>> START Data extract

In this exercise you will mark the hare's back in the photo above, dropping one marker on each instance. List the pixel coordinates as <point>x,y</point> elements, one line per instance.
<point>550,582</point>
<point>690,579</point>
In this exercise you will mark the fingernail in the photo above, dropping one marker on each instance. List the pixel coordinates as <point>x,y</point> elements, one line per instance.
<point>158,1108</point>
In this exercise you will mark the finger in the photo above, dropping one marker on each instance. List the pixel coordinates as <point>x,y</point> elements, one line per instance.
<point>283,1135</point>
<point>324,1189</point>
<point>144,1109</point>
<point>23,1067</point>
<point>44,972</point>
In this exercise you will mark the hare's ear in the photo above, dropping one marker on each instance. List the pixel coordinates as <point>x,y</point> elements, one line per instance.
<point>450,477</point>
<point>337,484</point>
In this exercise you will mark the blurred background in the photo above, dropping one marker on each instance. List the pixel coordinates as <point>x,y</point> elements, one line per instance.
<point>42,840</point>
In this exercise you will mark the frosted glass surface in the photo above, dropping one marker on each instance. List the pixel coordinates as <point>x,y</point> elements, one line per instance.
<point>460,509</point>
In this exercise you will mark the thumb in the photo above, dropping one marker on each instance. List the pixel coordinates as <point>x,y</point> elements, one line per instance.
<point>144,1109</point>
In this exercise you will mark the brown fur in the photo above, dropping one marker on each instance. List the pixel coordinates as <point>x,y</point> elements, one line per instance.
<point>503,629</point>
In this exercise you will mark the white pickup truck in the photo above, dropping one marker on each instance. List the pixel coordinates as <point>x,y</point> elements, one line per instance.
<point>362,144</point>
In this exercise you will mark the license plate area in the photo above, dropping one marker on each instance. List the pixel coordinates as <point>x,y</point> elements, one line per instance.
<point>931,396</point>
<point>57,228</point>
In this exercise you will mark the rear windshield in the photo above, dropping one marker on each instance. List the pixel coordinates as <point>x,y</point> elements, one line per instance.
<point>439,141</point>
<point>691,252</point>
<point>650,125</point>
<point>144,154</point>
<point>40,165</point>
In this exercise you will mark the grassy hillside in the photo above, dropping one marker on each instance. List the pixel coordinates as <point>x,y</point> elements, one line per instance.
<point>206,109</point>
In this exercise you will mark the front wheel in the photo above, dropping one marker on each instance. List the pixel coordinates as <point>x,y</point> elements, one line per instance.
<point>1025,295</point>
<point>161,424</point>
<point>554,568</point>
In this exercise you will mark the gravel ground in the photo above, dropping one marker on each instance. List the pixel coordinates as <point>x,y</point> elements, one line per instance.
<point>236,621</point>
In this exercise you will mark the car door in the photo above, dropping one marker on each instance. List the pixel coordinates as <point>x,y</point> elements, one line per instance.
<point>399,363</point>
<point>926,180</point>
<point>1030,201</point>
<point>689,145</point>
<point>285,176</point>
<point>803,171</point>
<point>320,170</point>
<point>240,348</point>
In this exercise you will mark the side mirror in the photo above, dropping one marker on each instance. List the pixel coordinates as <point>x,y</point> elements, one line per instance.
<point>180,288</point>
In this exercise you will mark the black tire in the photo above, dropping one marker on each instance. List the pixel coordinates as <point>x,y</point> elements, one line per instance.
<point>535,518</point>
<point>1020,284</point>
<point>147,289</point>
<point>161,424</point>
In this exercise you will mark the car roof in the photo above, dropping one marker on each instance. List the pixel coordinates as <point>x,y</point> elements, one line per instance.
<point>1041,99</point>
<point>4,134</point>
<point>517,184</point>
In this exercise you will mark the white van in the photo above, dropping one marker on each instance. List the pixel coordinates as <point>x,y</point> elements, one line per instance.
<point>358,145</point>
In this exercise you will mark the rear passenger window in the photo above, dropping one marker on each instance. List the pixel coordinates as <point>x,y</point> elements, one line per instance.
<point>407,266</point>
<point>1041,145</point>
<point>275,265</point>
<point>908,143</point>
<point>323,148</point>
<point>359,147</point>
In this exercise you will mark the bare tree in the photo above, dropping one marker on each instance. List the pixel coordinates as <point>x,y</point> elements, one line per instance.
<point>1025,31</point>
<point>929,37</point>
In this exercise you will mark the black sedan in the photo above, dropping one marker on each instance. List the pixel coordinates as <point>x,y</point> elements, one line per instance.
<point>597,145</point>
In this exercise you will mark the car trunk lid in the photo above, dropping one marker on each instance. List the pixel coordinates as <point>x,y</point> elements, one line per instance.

>> END Data extract

Set problem: Copy all of the material above, line for line, with no changes.

Task answer:
In this exercise you will mark the hare's back in the photo above, dropping one marker on each instance. List the pixel coordinates as <point>x,y</point> elements, one line per instance.
<point>550,582</point>
<point>690,579</point>
In this exercise you will mark the fingernail in the photo above, dropping one marker on each instance. List the pixel coordinates as <point>x,y</point> elements, one line per instance.
<point>158,1108</point>
In this exercise you will mark the finger in the photo above, dropping one marker on each instance. List the pixel coordinates as <point>x,y</point> elements, one line per instance.
<point>283,1135</point>
<point>324,1189</point>
<point>144,1109</point>
<point>23,1067</point>
<point>44,972</point>
In this exercise you will mark the hare's ear in the photo above, dropping one marker on each instance. List the pixel coordinates as <point>x,y</point> elements, one line per instance.
<point>450,477</point>
<point>337,484</point>
In this exercise you will mark the blurred background in the photo above, dropping one marker on each instance. List the pixel coordinates as <point>x,y</point> elements, one line per instance.
<point>42,840</point>
In this exercise you will mark the frosted glass surface in the photo above, dropping one marker on each instance. List the pixel coordinates as <point>x,y</point> elements, one line per instance.
<point>460,509</point>
In this exercise you will mark the thumb in the photo above, dropping one marker on each instance. List the pixel coordinates as <point>x,y</point> elements, one line per instance.
<point>144,1109</point>
In this exercise you will mark the brown fur in the photo above, dropping one marker on each instance. List the pixel coordinates as <point>x,y</point> elements, one line per instance.
<point>503,629</point>
In this exercise you will mark the white pickup truck in the photo above, dropping one marker on each instance. List the pixel coordinates as <point>x,y</point> elements, one line per instance.
<point>362,144</point>
In this exercise you will mark the license plate area in the photo above, dropping one marker on each instance. List the pixel coordinates as <point>x,y</point> elements, one line per instance.
<point>931,396</point>
<point>57,228</point>
In this exercise you will mark the rear windshield in the photo above, dropping one marker on each instance. List the pixel coordinates as <point>x,y</point> elements, one line per instance.
<point>439,141</point>
<point>691,252</point>
<point>650,125</point>
<point>144,154</point>
<point>40,165</point>
In this exercise you will mark the grassy hillside in the photo above, dropping one marker on each instance. List the pixel coordinates as <point>x,y</point> elements, one line per instance.
<point>206,109</point>
In this exercise you will mark the front wheel in the photo above, dropping one marker on each instance. List the pixel coordinates as <point>x,y</point> elements, one line per instance.
<point>1025,295</point>
<point>161,424</point>
<point>554,568</point>
In this exercise you will mark the gravel ground in the photo above, dropping one marker on each instance. List the pixel coordinates as <point>x,y</point> elements, one line per instance.
<point>236,621</point>
In this exercise you will mark the car door in the photo above, dropping one marker on each instance. List the pixel coordinates as <point>x,y</point> elements, one line per instance.
<point>399,363</point>
<point>926,180</point>
<point>1030,201</point>
<point>689,145</point>
<point>285,176</point>
<point>803,171</point>
<point>320,170</point>
<point>240,348</point>
In this exercise you will mark the side mirror in the photo above, dropping one marker on each instance. List the pixel coordinates as <point>x,y</point> elements, one line per instance.
<point>180,288</point>
In this exercise you will mark the black tire in the photo above, dropping one marker on each instance. List the pixel coordinates as <point>x,y</point> elements, one line per instance.
<point>535,518</point>
<point>1020,284</point>
<point>147,289</point>
<point>161,424</point>
In this exercise you will mark the car roof in the photo above, dropping one marker on each instance. List the pixel coordinates as <point>x,y</point> elements, one line per instance.
<point>1041,99</point>
<point>4,134</point>
<point>517,184</point>
In this exercise you will mark the white van in the photo above, dropping one marker on each instance. List the pixel coordinates as <point>x,y</point> elements, one line per instance.
<point>358,145</point>
In this exercise you will mark the rear passenger window in the photo above, dropping one marker on each instance. List the pixel coordinates as <point>x,y</point> elements, one line per instance.
<point>407,266</point>
<point>1041,145</point>
<point>275,265</point>
<point>908,143</point>
<point>323,148</point>
<point>359,147</point>
In this exercise you will mark the bare tree in the photo above, dropping one marker on each instance. List the pixel coordinates as <point>x,y</point> elements, one line per instance.
<point>1025,31</point>
<point>929,37</point>
In this exercise you will mark the black sedan in the photo above, dropping one marker on each instance. List the pixel coordinates as <point>x,y</point> elements, one line per instance.
<point>597,145</point>
In this exercise you will mark the car trunk lid in the photo above, dropping one marker on each instance. List the pixel coordinates as <point>x,y</point> elements, one line per instance.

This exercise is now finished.